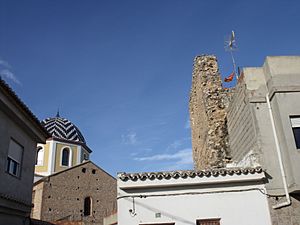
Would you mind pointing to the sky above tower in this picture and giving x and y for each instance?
(121, 70)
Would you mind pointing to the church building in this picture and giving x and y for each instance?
(68, 187)
(65, 148)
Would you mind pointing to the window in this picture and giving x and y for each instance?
(209, 222)
(295, 121)
(87, 206)
(40, 156)
(65, 157)
(85, 157)
(14, 158)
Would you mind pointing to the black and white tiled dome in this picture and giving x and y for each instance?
(63, 128)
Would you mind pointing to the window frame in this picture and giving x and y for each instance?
(295, 126)
(40, 150)
(90, 206)
(69, 157)
(16, 165)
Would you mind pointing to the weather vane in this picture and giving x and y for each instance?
(230, 45)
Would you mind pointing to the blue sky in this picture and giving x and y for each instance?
(121, 70)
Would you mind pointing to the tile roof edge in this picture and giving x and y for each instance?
(20, 104)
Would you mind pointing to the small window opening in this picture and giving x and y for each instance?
(14, 158)
(39, 156)
(65, 157)
(87, 206)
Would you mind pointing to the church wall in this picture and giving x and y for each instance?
(64, 194)
(59, 148)
(208, 103)
(44, 167)
(37, 197)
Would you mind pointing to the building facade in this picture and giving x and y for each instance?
(263, 125)
(65, 148)
(20, 131)
(210, 197)
(84, 193)
(262, 121)
(207, 105)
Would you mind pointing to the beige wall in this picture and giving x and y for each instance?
(37, 197)
(44, 167)
(19, 188)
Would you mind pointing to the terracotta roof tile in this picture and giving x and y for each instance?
(188, 173)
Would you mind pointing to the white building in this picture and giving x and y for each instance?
(219, 196)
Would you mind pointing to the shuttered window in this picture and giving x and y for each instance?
(295, 122)
(209, 222)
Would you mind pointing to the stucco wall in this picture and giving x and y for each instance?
(241, 125)
(183, 205)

» Task to carry out:
The answer is the line with "Would you mind pointing to the stucco" plus every line after it, printed exactly as they appear above.

» Reply to the task:
Would you mind pointing to the stucco wall in this picture and giving x and y for each instance?
(241, 125)
(183, 205)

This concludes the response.